▶ EXERCISE OBJECTIVE
Copy out all of the data below, changing every instance of "Dataset curation" to "Annotation pass" and keeping everything else as it is. Leave the pictures out of your answer.

-- BEGIN --

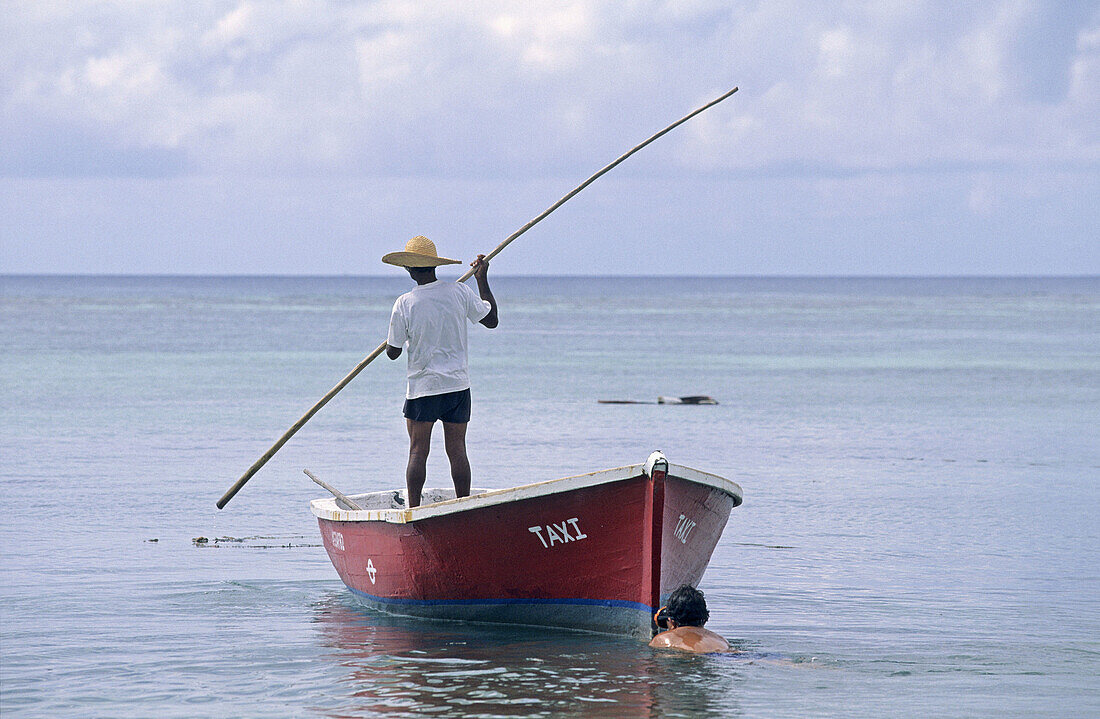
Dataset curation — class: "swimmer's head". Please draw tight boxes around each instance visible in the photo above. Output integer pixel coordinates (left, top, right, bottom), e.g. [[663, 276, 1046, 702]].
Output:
[[659, 584, 711, 627]]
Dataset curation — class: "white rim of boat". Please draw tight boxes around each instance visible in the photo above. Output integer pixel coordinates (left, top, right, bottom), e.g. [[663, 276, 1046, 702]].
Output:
[[309, 463, 744, 524]]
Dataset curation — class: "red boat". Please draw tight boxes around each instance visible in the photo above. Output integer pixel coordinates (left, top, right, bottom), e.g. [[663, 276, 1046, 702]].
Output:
[[310, 452, 743, 641]]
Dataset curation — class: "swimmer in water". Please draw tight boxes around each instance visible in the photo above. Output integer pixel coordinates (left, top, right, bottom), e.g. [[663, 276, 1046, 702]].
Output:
[[649, 584, 730, 654]]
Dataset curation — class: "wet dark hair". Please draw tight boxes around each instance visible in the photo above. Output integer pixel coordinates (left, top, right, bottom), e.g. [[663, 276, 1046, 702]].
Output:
[[667, 584, 711, 627]]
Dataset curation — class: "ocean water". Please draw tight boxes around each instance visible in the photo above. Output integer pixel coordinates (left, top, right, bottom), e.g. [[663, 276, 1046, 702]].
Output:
[[0, 277, 1100, 717]]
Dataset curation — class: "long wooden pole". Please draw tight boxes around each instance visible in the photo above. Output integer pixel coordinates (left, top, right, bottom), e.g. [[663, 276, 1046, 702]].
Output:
[[218, 88, 737, 509]]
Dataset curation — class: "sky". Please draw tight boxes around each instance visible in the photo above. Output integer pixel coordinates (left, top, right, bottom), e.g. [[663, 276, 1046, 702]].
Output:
[[0, 0, 1100, 275]]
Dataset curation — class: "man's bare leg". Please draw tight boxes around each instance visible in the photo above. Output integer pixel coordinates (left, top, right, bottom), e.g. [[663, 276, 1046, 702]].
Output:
[[405, 419, 435, 507], [443, 422, 470, 497]]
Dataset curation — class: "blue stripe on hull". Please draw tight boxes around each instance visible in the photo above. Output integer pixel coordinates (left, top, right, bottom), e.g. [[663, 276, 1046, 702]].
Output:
[[348, 587, 653, 641]]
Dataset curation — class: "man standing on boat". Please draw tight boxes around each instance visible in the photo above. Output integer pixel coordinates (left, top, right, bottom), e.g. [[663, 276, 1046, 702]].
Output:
[[382, 235, 498, 507]]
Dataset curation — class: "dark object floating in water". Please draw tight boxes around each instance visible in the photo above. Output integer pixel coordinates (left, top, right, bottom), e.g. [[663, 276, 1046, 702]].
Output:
[[191, 534, 321, 550], [596, 395, 718, 405]]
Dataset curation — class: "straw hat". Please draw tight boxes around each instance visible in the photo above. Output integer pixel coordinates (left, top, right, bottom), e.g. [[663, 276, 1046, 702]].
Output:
[[382, 234, 462, 267]]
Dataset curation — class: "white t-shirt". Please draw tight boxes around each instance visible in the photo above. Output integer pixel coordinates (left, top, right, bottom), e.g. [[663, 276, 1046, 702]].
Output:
[[386, 279, 492, 399]]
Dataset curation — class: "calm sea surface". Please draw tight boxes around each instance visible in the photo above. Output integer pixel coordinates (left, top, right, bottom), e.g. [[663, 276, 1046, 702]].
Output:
[[0, 277, 1100, 718]]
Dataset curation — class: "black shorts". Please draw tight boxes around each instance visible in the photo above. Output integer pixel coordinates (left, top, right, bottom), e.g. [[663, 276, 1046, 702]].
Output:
[[404, 389, 470, 424]]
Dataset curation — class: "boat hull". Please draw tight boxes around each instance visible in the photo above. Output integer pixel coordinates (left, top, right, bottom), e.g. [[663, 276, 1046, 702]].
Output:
[[315, 459, 740, 639]]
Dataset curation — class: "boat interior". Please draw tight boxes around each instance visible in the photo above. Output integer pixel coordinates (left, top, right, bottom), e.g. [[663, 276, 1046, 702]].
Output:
[[336, 487, 488, 510]]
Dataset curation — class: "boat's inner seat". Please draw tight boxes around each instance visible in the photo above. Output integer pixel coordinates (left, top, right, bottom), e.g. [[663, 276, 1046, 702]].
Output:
[[337, 487, 487, 510]]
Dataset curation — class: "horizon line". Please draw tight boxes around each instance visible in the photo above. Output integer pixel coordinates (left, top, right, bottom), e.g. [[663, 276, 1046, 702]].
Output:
[[0, 273, 1100, 279]]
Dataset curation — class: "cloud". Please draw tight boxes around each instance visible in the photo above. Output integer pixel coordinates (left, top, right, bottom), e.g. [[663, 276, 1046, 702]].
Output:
[[0, 0, 1100, 183]]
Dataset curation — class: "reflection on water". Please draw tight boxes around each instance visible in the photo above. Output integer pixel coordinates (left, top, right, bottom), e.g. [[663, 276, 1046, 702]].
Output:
[[315, 595, 743, 717]]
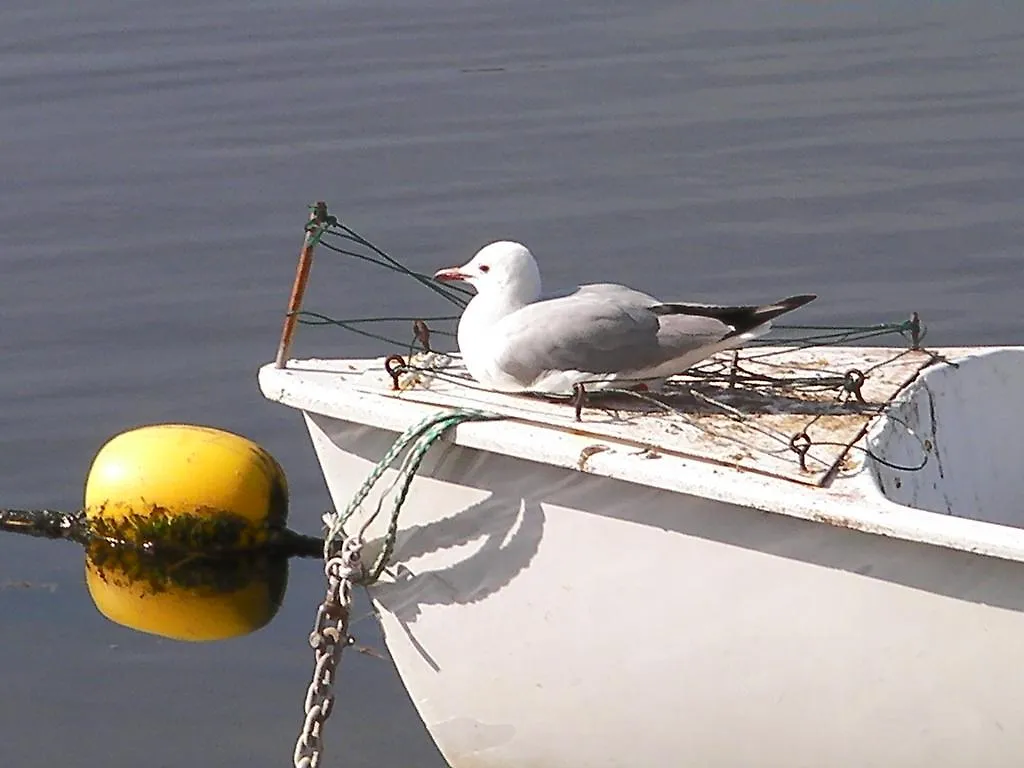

-- END --

▶ RESPONSE TO THIS EXERCISE
Annotation pass — class: "swimmer's head". Please draw tight boxes around each instance visible in the photo above. Output integer pixel coordinates (left, top, right, bottom), e.g. [[663, 276, 1046, 702]].
Output:
[[659, 584, 711, 627]]
Annotation pass — class: "white rim of boat". Please draw tight boxes around each instance visible in the photo above. Output integer pixel coordinates (left, top, right, bottom), e.g. [[663, 276, 1046, 702]].
Output:
[[309, 463, 744, 524]]
Annotation pass — class: "red boat". Please draw tight boxes around each instance visible in the photo above. Output integer pixel coordinates (left, top, right, bottom), e.g. [[663, 276, 1046, 702]].
Output:
[[310, 452, 743, 641]]
Annotation pass — class: "swimmer in water". Please draw tight boxes around each instance visible in the photo above. Output integer pixel coordinates (left, top, right, bottom), e.g. [[663, 276, 1046, 702]].
Output:
[[649, 584, 730, 654]]
Annotation pass — class: "wet dark hair". Please draw tight boxes around each instance visible in the photo above. Output integer pixel coordinates (left, top, right, bottom), e.g. [[663, 276, 1046, 702]].
Output:
[[667, 584, 711, 627]]
Annotation pass — class: "ocean water". Please draw tight boxes around each instance visible in the photo above. Output integer pixel coordinates (left, top, right, bottom), e.g. [[663, 276, 1046, 702]].
Output:
[[0, 277, 1100, 717]]
Annotation pass — class: "long wooden pole". Please draw tight boxes around each instance visible in the photo above. Output integer pixel coordinates (left, top, right, bottom), e.g. [[663, 276, 1046, 702]].
Output:
[[218, 88, 737, 509]]
Annotation pass — class: "sky". Please draw tight boxes around each instance visible in the photo above. Output integer pixel coordinates (left, top, right, bottom), e.g. [[663, 276, 1046, 702]].
Output:
[[0, 0, 1100, 275]]
Annotation pass — class: "man's bare leg". Please draw tight boxes around each instance visible in the photo above. Output integer pixel coordinates (left, top, right, bottom), e.g. [[663, 276, 1046, 702]].
Output:
[[405, 419, 435, 507], [443, 422, 470, 497]]
Annotation pass — class: "blue stripe on hull". Please draw tight boxes around each instance visible in the photo above. Output integer pixel coordinates (left, top, right, bottom), e.g. [[663, 276, 1046, 702]].
Output:
[[348, 587, 653, 641]]
Annotation pass — class: "man standing on boat". Please draw tight boxes around each instance visible in the photo above. Output integer pixel coordinates (left, top, right, bottom), e.g. [[663, 276, 1046, 702]].
Output:
[[382, 235, 498, 507]]
Annotation pass — class: "dark object floating in water". Please draw tight boxes around each instance visible in the photo above. Output integer pixel coordinates (left, top, right, bottom), e.g. [[663, 276, 1046, 702]].
Output:
[[191, 534, 321, 550], [596, 395, 718, 405]]
Annotation pass — class: "straw hat". Please draw tight boxes around each instance visible in the photo above. Output integer pixel coordinates (left, top, right, bottom), e.g. [[663, 276, 1046, 702]].
Output:
[[382, 234, 462, 267]]
Annotation pass — class: "white t-shirt". Please draw tight boxes around each instance visible in the photo above. Output integer pixel coordinates (left, top, right, bottom), e.g. [[663, 276, 1046, 702]].
Output:
[[386, 279, 492, 399]]
Annotation pass — class: "calm sea surface". Please draw tight boxes around each instance visible in the photo above. Output integer pixel coordinates (left, top, right, bottom), e.g. [[663, 276, 1046, 702]].
Output:
[[0, 277, 1100, 718]]
Annotation pass — class: "black shorts". Please draw tight boxes around each instance visible in the photo above. Output integer pixel coordinates (left, top, right, bottom), e.g. [[663, 276, 1046, 702]].
Output:
[[404, 389, 470, 424]]
Annotation pass — class: "boat hull". Please draw tight boxes around each instance visible in the photo above. Output integer pixel coordinates (left, top, right, bottom), e.g. [[663, 276, 1046, 702]].
Output:
[[315, 459, 740, 639]]
Annotation pass — class: "boat interior". Please draw tight boxes around each instance visible in the photo above. Output integer pixel coordinates (left, top, right, bottom), e.g. [[663, 276, 1046, 702]].
Output:
[[336, 487, 488, 510]]
Annotation pass — class: "boat's inner seat". Please draw tight boxes around each instance visible in the photo above. Output integer pixel coordinates (left, top, right, bottom), e.g. [[663, 276, 1046, 702]].
Output:
[[337, 487, 487, 510]]
Annotation pass — class: "horizon line". Please draw tight boxes around each instance visible in the photo above. Output integer pixel coordinates (left, top, right, bottom), e.g. [[663, 276, 1046, 702]].
Output:
[[0, 273, 1100, 279]]
Annotation pass — class: "cloud". Please draw tight boxes around each instance visible in the photo above. Output integer pixel coordinates (left, top, right, bottom), e.g. [[663, 276, 1046, 702]].
Output:
[[0, 0, 1100, 183]]
Annotation pass — class: "reflection on water". Please draw tight boxes around each instance visible in the photo above. Output integer pixel coordinates (left, top, right, bottom), e.g. [[663, 276, 1046, 702]].
Output:
[[315, 595, 743, 717]]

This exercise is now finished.